== WORK TO BE COMPLETED ==
Copy out every line holding the string "running" from the records below.
● ● ● ● ● ● ●
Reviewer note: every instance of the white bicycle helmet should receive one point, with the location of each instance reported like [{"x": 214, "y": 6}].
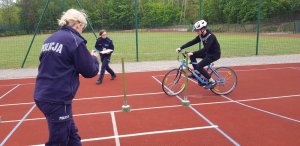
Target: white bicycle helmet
[{"x": 199, "y": 24}]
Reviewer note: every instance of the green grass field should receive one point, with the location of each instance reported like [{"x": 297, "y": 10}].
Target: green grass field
[{"x": 153, "y": 46}]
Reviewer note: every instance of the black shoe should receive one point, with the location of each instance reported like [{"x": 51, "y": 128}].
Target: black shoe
[
  {"x": 113, "y": 77},
  {"x": 210, "y": 85},
  {"x": 99, "y": 82}
]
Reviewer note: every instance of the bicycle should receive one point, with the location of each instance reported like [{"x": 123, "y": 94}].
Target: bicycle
[{"x": 174, "y": 83}]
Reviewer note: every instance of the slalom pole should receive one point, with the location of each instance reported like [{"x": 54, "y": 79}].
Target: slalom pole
[
  {"x": 125, "y": 107},
  {"x": 185, "y": 101}
]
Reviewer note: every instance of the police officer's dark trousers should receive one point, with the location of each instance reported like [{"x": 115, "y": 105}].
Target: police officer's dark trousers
[{"x": 62, "y": 129}]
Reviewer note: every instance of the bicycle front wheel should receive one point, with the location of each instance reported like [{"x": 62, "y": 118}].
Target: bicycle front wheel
[
  {"x": 174, "y": 82},
  {"x": 226, "y": 80}
]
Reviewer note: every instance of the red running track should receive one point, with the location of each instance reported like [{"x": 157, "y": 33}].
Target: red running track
● ● ● ● ● ● ●
== WRITTEN SOLUTION ==
Reviewer note: every instance of the red running track should receive one point, with the location of each instance reported like [{"x": 157, "y": 33}].
Target: red running track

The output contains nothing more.